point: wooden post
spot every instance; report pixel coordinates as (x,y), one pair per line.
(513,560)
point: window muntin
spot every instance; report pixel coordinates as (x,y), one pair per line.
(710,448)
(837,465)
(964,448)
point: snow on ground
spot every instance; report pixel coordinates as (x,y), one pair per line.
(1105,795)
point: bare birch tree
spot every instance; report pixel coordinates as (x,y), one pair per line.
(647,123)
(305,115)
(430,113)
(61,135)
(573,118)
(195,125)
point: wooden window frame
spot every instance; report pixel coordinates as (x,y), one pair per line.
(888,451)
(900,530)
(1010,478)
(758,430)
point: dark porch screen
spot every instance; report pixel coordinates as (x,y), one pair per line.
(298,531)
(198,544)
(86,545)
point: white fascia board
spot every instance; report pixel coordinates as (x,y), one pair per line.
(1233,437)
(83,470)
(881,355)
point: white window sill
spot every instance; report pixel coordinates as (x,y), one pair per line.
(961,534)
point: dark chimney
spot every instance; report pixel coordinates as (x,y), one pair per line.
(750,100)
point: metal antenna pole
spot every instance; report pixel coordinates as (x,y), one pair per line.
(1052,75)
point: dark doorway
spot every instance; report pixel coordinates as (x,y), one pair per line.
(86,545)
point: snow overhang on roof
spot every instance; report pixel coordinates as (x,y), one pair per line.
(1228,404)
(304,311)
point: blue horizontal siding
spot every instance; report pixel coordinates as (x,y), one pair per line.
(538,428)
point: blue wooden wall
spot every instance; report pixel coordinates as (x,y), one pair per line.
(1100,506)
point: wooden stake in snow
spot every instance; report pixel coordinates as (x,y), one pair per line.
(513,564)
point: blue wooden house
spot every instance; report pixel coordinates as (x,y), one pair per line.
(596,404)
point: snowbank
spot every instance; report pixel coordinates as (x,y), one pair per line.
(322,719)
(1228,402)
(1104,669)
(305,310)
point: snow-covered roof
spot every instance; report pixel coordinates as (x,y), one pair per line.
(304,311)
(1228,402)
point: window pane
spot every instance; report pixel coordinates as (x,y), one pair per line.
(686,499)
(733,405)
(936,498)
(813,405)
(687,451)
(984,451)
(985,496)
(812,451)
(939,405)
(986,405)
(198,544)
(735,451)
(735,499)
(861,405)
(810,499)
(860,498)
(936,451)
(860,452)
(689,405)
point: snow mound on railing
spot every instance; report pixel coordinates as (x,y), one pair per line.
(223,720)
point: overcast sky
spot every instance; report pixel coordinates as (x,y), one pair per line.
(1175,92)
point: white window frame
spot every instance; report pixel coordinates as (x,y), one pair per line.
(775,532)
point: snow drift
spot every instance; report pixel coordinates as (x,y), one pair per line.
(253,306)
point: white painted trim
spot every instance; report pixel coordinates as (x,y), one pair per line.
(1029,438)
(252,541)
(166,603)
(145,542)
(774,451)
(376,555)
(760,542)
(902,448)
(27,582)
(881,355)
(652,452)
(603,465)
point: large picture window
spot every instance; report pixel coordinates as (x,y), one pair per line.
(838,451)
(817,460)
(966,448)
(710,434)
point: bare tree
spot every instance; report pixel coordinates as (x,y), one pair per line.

════

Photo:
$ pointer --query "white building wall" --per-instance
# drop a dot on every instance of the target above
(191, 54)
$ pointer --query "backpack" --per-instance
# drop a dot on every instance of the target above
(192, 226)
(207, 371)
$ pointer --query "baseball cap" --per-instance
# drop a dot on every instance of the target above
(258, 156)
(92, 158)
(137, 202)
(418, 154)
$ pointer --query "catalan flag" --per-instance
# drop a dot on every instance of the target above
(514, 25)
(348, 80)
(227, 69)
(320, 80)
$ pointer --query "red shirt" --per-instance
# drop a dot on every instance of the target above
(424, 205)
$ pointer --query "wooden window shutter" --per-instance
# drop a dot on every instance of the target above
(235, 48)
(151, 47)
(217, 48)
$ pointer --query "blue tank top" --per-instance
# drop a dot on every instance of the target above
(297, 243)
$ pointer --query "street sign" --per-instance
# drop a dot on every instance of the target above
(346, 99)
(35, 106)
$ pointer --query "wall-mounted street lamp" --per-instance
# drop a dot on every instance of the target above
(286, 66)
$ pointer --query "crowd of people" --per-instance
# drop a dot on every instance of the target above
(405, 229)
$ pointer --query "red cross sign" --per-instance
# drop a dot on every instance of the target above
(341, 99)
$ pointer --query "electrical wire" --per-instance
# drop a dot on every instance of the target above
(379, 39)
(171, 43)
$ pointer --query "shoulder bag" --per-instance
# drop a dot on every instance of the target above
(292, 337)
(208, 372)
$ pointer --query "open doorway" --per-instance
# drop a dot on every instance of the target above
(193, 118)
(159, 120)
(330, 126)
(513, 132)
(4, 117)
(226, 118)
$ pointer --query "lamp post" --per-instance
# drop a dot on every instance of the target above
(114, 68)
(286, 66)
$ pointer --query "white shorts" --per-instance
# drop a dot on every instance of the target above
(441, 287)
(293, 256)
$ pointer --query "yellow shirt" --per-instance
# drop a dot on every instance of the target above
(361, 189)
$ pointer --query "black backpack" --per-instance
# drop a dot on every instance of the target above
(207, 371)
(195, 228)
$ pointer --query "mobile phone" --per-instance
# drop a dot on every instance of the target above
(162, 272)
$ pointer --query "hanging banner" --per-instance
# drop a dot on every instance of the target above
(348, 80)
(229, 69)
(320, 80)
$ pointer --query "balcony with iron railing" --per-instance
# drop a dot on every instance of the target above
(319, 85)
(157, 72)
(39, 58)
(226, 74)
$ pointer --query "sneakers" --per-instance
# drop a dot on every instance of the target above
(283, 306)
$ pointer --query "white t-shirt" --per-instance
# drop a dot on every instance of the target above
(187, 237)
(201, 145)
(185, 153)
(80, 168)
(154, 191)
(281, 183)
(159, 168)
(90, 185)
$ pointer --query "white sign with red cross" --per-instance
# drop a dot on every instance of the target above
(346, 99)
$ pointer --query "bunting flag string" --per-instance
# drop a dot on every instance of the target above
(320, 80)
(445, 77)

════

Copy each line of the listing that carries the string "blue".

● **Reply to the exercise**
point: blue horizontal siding
point: blue wooden wall
point: blue wooden house
$ pointer --query "blue tank top" --per-instance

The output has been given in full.